### TASK BRIEF
Repeat every record below exactly, omitting any pictures.

### EXTRACTED MATERIAL
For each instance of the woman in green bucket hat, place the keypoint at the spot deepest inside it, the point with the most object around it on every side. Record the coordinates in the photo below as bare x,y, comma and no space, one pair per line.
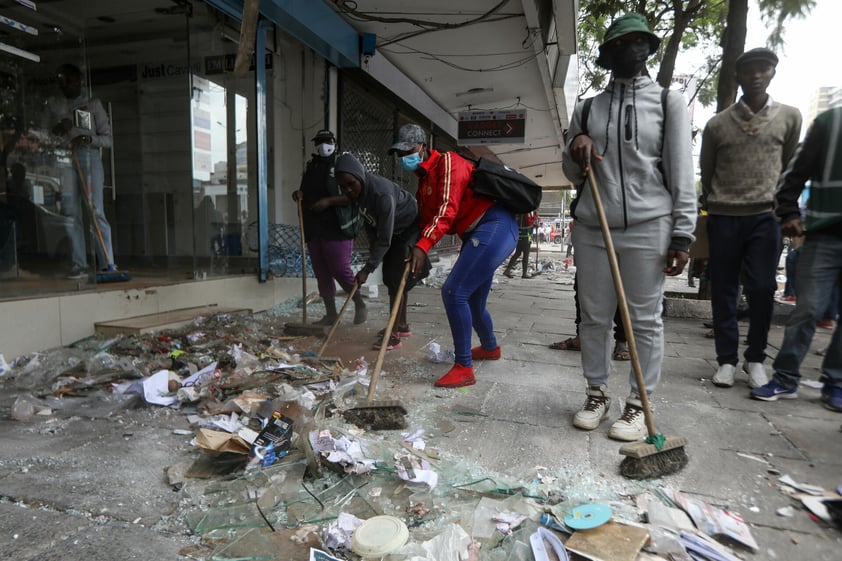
638,136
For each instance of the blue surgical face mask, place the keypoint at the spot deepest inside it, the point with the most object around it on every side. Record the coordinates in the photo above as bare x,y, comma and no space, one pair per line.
410,162
325,149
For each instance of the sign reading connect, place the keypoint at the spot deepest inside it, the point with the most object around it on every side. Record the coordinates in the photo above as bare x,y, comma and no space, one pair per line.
492,127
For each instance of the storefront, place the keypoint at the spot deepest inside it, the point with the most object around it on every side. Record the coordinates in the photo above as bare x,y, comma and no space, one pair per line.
190,153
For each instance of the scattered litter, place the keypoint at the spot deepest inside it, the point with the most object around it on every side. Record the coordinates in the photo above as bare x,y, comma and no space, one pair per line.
786,512
609,542
539,541
436,354
804,487
706,548
715,521
755,458
588,516
319,555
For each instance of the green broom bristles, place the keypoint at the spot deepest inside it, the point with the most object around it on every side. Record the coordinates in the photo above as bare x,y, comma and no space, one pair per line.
655,465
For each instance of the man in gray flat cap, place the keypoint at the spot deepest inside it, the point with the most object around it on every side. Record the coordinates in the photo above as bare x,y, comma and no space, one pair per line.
744,150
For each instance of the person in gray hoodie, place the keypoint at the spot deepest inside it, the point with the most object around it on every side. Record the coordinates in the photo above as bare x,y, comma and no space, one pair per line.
390,215
639,136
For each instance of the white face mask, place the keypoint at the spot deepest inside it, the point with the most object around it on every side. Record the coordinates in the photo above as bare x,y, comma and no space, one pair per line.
324,150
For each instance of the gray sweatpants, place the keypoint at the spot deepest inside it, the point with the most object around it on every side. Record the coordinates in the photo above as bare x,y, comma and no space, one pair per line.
641,253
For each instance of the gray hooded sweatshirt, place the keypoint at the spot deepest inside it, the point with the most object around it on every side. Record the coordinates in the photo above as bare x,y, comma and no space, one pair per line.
647,166
388,210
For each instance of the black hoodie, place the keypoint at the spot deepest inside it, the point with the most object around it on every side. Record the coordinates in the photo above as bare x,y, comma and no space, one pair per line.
387,209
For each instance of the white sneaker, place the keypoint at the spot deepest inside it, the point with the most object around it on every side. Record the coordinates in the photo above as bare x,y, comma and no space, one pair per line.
724,377
631,425
757,376
594,410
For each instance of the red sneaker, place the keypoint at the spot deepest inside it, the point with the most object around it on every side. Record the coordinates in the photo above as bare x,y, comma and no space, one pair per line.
393,343
459,376
478,353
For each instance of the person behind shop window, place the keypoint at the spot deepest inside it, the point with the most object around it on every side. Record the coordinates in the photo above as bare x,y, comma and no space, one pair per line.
447,205
81,129
330,249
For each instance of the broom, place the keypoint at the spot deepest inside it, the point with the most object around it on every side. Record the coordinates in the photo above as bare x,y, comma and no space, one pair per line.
658,455
110,272
382,415
336,321
303,328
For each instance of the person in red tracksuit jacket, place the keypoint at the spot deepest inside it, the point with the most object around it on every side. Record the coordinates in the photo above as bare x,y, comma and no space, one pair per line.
446,205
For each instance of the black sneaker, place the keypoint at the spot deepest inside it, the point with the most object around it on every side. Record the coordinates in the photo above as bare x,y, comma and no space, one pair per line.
394,343
76,272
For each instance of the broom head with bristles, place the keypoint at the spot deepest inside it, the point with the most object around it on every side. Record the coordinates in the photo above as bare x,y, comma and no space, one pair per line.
646,461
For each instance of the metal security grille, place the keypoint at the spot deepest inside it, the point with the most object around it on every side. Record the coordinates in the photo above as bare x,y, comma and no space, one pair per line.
367,129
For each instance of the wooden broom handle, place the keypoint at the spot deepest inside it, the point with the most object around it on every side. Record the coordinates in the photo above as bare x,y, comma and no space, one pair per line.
621,302
375,374
303,264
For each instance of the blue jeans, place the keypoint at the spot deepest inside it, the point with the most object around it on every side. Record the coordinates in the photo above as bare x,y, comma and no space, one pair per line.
819,267
747,246
791,275
465,292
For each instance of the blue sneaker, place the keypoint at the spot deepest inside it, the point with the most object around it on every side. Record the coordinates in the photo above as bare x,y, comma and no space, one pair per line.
773,391
832,397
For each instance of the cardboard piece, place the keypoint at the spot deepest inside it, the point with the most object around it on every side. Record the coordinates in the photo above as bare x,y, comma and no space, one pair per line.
610,542
216,442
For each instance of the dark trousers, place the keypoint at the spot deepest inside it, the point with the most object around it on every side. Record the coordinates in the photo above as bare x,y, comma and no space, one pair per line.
523,246
746,246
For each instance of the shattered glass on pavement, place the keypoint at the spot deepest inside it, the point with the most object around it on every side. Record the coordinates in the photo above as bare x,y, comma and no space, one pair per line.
227,374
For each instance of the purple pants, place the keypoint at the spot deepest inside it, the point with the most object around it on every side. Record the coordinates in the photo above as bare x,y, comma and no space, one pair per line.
331,260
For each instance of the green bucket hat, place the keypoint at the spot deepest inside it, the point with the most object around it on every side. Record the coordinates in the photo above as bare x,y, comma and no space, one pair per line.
623,25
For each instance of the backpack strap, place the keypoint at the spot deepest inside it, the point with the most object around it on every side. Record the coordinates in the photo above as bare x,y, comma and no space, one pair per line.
586,111
664,95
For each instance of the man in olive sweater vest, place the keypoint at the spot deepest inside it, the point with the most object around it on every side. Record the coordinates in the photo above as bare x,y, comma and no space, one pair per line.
744,150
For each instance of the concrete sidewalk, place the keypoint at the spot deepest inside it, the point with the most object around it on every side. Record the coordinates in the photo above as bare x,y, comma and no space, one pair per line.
90,489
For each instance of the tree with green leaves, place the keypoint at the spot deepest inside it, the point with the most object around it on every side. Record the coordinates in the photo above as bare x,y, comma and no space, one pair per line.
716,29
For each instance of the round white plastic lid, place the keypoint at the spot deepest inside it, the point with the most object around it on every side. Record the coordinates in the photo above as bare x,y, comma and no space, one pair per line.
378,536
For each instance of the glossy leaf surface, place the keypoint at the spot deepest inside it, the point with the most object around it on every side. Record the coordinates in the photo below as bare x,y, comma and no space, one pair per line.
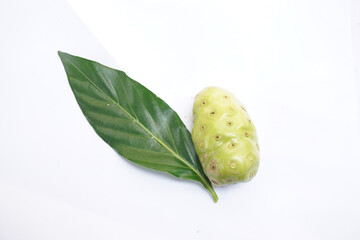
132,120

### SOLUTION BELOW
For each instance of the woman in green bucket hat, place the keypoint at the spot deepest inside it, the point with the most object around it on every side. Record the coordinates in the photo below as bare x,y, comma and no space, one pair per line.
638,136
For each instance of the blue surgical face mask, place the keypoint at the spot deepest inside it, the point with the most object around it on every side. Record the coordinates in the photo above as bare x,y, comma and no space, one pair per line.
410,162
325,149
For each instance of the sign reading connect, place the keypoint at the spot deepest inside it, the point with the most object around it on every side. Record the coordinates in the photo above as bare x,y, comma and no space, one pair per line.
492,127
For each instance of the storefront, place the keypoint at the spot deepest inside it, the point with the most object around it on every side. Record the coordinates in the photo above as bare x,y, comma and no space, one pair per line.
190,153
For each instance of the scattered litter, place the keypoint at the spot deepest inside it, the point with the most object around it on every side. Record the coordinates in the photo above as bare x,y, comma and no space, one pair per line.
786,512
609,542
539,541
436,354
804,487
706,548
715,521
755,458
588,516
319,555
For each instance of the green broom bristles, place the keypoint at the spot deepest inside it, the point with the most object around it on every side. Record the coordinates in the photo above as bare x,y, comma and no space, one pair per line.
655,465
For each instance of the man in gray flat cap, place the keypoint at the spot deepest inside it, the point with the most object around it on every side. Record the coordinates in the photo above as bare x,y, comma and no space, one pair per line.
744,150
For each instance of the person in gray hoodie, place the keypoint at the spot deepest inside it, the point with the most object around it on every side. Record the coordinates in the photo above as bare x,y, comma and no space, one pair per line.
390,215
639,136
For each instance of the white face mask, place the keypoint at the spot deepest inside it, the point with the most object around it on every side. Record the coordinates in the photo above as bare x,y, comma and no space, one pair per line.
324,150
For each instance of the gray sweatpants, place the keypoint at the spot deepest inside it, the point with the most object around it on every side. Record the coordinates in the photo above as bare x,y, comma and no space, one pair per line.
641,253
For each instance of the gray hooded sweatshirt, place the keypoint at the spot deepest inside it, the point with the most object around it on every side. Record the coordinates in the photo above as bare x,y, comma and no space, one pair per line.
647,166
388,210
For each instance of the black hoodie, place the keypoint at the spot deepest inside it, the point with the most object around it on every side. Record the coordinates in the photo above as bare x,y, comma and no space, one pair per line.
387,209
For each instance of the white sneaker, place the keypoint at the spot deepest inside it, the point with the most object around it on every side. Record the coordinates in the photo above as bare x,y, comma and no space, one pair per line.
724,377
631,425
757,376
594,410
For each instance of the red sneaker, place the keypoint at the spot deepest inside it, the point with the most object around it on every side. Record the coordinates in the photo above as bare x,y, comma and no space, one pair per line.
393,343
459,376
478,353
For each instance of the person behind shop window, place the keypoint at the spot deepest inside it, the point with the most object around it on every side. Record the coordinates in the photo above as bare x,y, comma and no space, one pair per line.
447,205
81,129
330,249
For each instance of the broom, place the keypoint at the spot deepest inside it, the point with the most object around it on every side. Record the coordinates in the photo above as bare x,y, comma and no space, one pair per line.
658,455
110,272
382,415
336,321
303,328
For each instance of the person in red tracksuit jacket, place the keypoint at the spot deepest inside it, the point with the most object around it on every side. Record the coordinates in the photo above as bare x,y, comma and no space, one pair per line.
446,205
For each instance of the black sneaker, place the keypoint at the spot deepest inside it, the point with the most object around it on every side. Record the coordinates in the photo above as bare x,y, comma and no space, one pair per line.
394,343
76,272
For each instance of the broom head with bristles, place the keypoint at the spot deepest inside it, the point with the most object around it on every side. Record the coordinates in the photo above as bare x,y, comma and no space, one pair per line.
646,461
For each instance of the metal security grille, place the keypoint at the spot deepest inside it, the point with the most object around it on every side. Record the coordinates in the photo above as bare x,y, comma and no space, one pair per line.
367,129
For each instance of the wooden broom handle, place the keypoint at the spot deepest inside it, the point with the most object around it on every side. Record the coordinates in the photo above as bare x,y, comma and no space, one pair per line.
621,302
375,374
303,264
For each instance of the blue jeans, place the keypoint at the spot deepest inside it, the point with the most object around it on every side. Record the coordinates in the photo above as bare x,y, comma and no space, one pair per line.
819,267
747,246
791,275
465,292
For each instance of the blue sneaker, place the keypoint at the spot deepest inside it, the point with the most object around it on every side. Record the coordinates in the photo above as bare x,y, comma and no space, one pair per line.
773,391
832,397
For each instance of the cardboard piece, place the keypoint at the spot deepest inside it, the point with the most object around it on every side. Record the coordinates in the photo above as bare x,y, comma and no space, one pair per line.
610,542
216,442
For each instance of the dark trousers, place the keypoint at the spot deepest inside it, the point with the most object around it on every side. Record the coordinates in the photo above as bare x,y, comma and no space, one pair per line.
523,246
746,246
For each instance of the shattered glass on pavement, place the keypoint at the spot deepest inside it, the point with the most object around it on every side. Record the coordinates in the photo above as bare x,y, comma and no space, one pair per line.
227,374
For each instance of the purple pants, place the keypoint at the spot deepest inside it, the point with the most object around it on every side. Record the coordinates in the photo above as bare x,y, comma and no space, one pair per line.
331,260
For each instance of the green bucket hat, place the keypoint at the spot deepest inside it, the point with the most object around it on every side. Record the coordinates in the photo above as bare x,y, comma and no space, one pair per line.
623,25
For each instance of the backpack strap, place the keypoint at the spot deepest inside it, the point with the most object around it on every side. Record the coordinates in the photo above as bare x,y, comma and no space, one pair per line.
586,111
664,95
For each instance of the man in olive sweater vest, place the keypoint at the spot deepest inside it, the point with the most object around it on every side. Record the coordinates in the photo above as bare x,y, comma and no space, one pair per line.
744,150
For each instance of the concrete sidewalk, place the keypoint at the spot deepest inside it, the point with the most object around it on every side. Record the coordinates in the photo above as bare x,y, comma and no space, one pair per line.
90,489
For each instance of the tree with green leaves, place the keypoint at the spot deepest inside it, the point with the most object around it on every side. Record the coordinates in the photo above as bare x,y, comma and no space, one pair per line.
716,29
For each instance of the round white plastic lid, place the keypoint at the spot deepest inside it, the point with the most object around it on every side. Record the coordinates in the photo above as bare x,y, comma and no space, one pair per line.
378,536
For each instance of the glossy leaf surface, place the keypoint at the spot deepest inside it, the point with the most object around it on every side. Record the coordinates in the photo below as bare x,y, comma and no space, one pair per line.
132,120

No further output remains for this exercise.